Required action
The entries should each be set down again precisely.
Start of Material for this exercise
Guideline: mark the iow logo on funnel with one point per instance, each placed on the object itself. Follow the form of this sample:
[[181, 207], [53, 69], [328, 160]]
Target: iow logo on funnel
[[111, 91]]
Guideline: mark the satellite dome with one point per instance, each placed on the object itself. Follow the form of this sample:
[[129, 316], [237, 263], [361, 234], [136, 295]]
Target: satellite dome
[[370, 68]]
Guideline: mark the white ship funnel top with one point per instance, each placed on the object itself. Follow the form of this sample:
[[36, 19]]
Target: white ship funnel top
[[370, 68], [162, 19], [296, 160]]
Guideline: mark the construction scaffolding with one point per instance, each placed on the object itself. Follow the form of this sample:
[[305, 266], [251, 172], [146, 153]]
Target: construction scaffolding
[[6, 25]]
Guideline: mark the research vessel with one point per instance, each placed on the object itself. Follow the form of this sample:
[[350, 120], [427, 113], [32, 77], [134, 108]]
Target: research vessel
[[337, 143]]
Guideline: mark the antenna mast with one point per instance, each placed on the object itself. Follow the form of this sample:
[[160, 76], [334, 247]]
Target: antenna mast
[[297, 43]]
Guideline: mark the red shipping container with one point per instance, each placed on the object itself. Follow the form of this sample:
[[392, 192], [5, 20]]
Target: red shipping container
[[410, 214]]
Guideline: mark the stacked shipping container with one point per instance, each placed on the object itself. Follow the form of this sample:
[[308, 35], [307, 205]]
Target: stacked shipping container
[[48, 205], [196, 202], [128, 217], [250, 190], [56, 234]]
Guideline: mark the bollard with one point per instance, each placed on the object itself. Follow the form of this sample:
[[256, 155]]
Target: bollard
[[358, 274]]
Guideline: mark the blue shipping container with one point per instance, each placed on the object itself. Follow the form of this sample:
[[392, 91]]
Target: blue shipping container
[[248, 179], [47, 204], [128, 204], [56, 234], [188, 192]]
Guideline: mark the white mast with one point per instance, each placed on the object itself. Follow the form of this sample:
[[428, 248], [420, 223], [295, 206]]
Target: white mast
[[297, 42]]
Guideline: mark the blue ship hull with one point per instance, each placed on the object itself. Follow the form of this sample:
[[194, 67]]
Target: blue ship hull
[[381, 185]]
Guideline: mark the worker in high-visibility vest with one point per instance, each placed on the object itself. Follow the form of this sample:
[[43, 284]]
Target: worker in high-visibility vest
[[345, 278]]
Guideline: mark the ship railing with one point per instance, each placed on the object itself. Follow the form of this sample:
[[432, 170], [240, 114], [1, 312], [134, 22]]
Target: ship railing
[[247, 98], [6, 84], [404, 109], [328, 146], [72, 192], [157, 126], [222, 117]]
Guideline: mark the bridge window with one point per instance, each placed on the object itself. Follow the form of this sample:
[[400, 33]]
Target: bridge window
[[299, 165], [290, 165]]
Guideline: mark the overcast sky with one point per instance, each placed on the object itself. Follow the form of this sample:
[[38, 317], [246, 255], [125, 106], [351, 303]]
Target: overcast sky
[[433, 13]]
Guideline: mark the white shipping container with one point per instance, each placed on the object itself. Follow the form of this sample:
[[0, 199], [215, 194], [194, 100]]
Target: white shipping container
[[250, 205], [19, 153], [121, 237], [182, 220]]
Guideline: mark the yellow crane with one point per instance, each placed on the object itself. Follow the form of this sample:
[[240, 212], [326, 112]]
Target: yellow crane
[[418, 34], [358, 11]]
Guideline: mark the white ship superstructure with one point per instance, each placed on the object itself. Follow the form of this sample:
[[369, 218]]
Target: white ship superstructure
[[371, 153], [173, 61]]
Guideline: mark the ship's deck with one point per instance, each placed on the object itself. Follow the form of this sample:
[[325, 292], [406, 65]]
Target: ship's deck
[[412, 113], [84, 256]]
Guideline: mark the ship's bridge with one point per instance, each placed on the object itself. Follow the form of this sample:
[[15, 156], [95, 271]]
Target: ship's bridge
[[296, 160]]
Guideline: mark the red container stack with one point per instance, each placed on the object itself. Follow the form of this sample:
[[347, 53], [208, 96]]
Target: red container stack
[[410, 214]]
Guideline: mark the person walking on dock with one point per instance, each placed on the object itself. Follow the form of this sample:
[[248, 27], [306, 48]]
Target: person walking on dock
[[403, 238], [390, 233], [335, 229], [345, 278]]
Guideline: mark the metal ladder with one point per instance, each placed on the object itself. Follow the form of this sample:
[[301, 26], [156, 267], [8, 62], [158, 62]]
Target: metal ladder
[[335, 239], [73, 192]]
End of Material for this exercise
Solution for this task
Guideline: mark the iow logo on funnel with one point per instance, each placed on the object itself. Follow the form of this sample:
[[181, 207], [53, 69], [328, 160]]
Target: iow logo on funnel
[[111, 91]]
Guideline: mark the satellite dome with one point per instance, each placed on the object itself. Follow the form of this sample:
[[129, 316], [237, 263], [361, 234], [136, 295]]
Target: satellite dome
[[370, 68]]
Guideline: mark the white ship funnel top with one point per instance, each placed on the object itself. Follow the form of this sample:
[[36, 19]]
Target: white ship funnel top
[[370, 68], [162, 19], [296, 160]]
Guideline: mark the construction scaffolding with one point per instance, each placed on the object itself. Follow the form of this sample:
[[305, 266], [251, 172], [146, 153]]
Target: construction scaffolding
[[6, 25]]
Guideline: mark the research vessel with one point per instance, each placed on the object itself. Follow the form of this sample:
[[350, 120], [427, 113], [32, 77], [134, 108]]
Target: research vessel
[[337, 143]]
Guideline: mark the antenna mast with one point per instance, each placed on the object itself. Follow the form of this sample:
[[160, 76], [334, 247]]
Target: antenna mast
[[297, 43]]
Guideline: mark the red shipping container with one point per instance, each placed on the object itself. Follow the form of this sample:
[[392, 192], [5, 20]]
Target: red shipping container
[[410, 214]]
Guideline: mark the stacked shipping container with one point per instance, each placed on the object itself. Follow the form of this sample:
[[308, 35], [307, 205]]
Target: stacked shipping container
[[48, 205], [196, 202], [128, 217], [250, 190], [56, 234]]
Guideline: mark the bollard with one point per instance, each placed on the object itself. Follow the form of this sample:
[[256, 155]]
Target: bollard
[[358, 274]]
Guideline: mark the blue shipping container with one point per instance, each placed on the object itself. Follow the form of this sample:
[[392, 91]]
Target: blue shipping container
[[248, 179], [47, 204], [128, 204], [56, 234], [188, 192]]
Guideline: mark the white mast with one point per instance, each placed on the object itself. Follow the form of this sample:
[[428, 248], [420, 223], [295, 206]]
Target: white mast
[[297, 42]]
Guideline: mark the blue ship hull with one point per instance, each placed on the object itself. Follow the form of this sample:
[[194, 67]]
Target: blue ship hull
[[381, 185]]
Guideline: mark the worker in high-visibility vest with one point per instance, each placed on the object itself. Follow the form of this sample:
[[43, 284]]
Target: worker in high-visibility vest
[[345, 278]]
Guideline: mark the ship railing with one point per instance, each placed on the object itself. Follow the form of this sample:
[[432, 170], [240, 114], [1, 312], [134, 22]]
Target: ship railing
[[247, 98], [6, 84], [404, 109], [328, 146], [72, 192], [157, 126], [222, 117]]
Guideline: mark the bridge window with one point per instance, each placed on the object itself. Follow the form of this sample:
[[400, 33]]
Target: bridge window
[[299, 165], [290, 165]]
Guideline: mark the overcast sky with one point per instance, each placed on the object itself. Follow the form of this sample:
[[38, 317], [246, 255], [125, 106], [351, 303]]
Target: overcast sky
[[433, 13]]
Guideline: mark the white shipping container with one point per instance, each placed on the object itself. Follow the form of this sample:
[[0, 199], [215, 194], [194, 100]]
Target: white shipping container
[[250, 205], [19, 153], [121, 237], [182, 220]]
Guideline: mark the yellow crane with one point per instance, each placed on the object itself. Follow the form of this sample:
[[240, 212], [326, 112]]
Target: yellow crane
[[418, 34], [358, 11]]
Guideline: mark the white ship superstructure with one point per instance, each placed on the object itself. Follow the form of this sample:
[[369, 218]]
Target: white ship superstructure
[[371, 153], [173, 61]]
Guideline: mark the ship's deck with one point per instance, each placed on the object itself. Follow the form of this sample:
[[325, 292], [406, 65]]
Target: ship's deck
[[412, 113], [84, 256]]
Guideline: mark the ship's bridge with one point per instance, each placed on the object itself. Follow the form of this sample:
[[15, 156], [95, 271]]
Target: ship's bridge
[[296, 160]]
Guideline: mark the red container stack with one point per instance, each placed on the object itself. Follow the form of this sample:
[[347, 53], [208, 96]]
Target: red container stack
[[410, 214]]
Guideline: mark the person walking on dock with one point per instance, each placed on the object itself. Follow the form of this sample:
[[248, 27], [306, 48]]
Target: person walking on dock
[[403, 238], [390, 233], [335, 229], [345, 278]]
Guideline: mark the metal ladder with one point per instance, each placed on the object itself. Follow the form of this sample:
[[301, 26], [156, 267], [8, 62], [158, 62]]
Target: metal ladder
[[335, 239], [73, 192]]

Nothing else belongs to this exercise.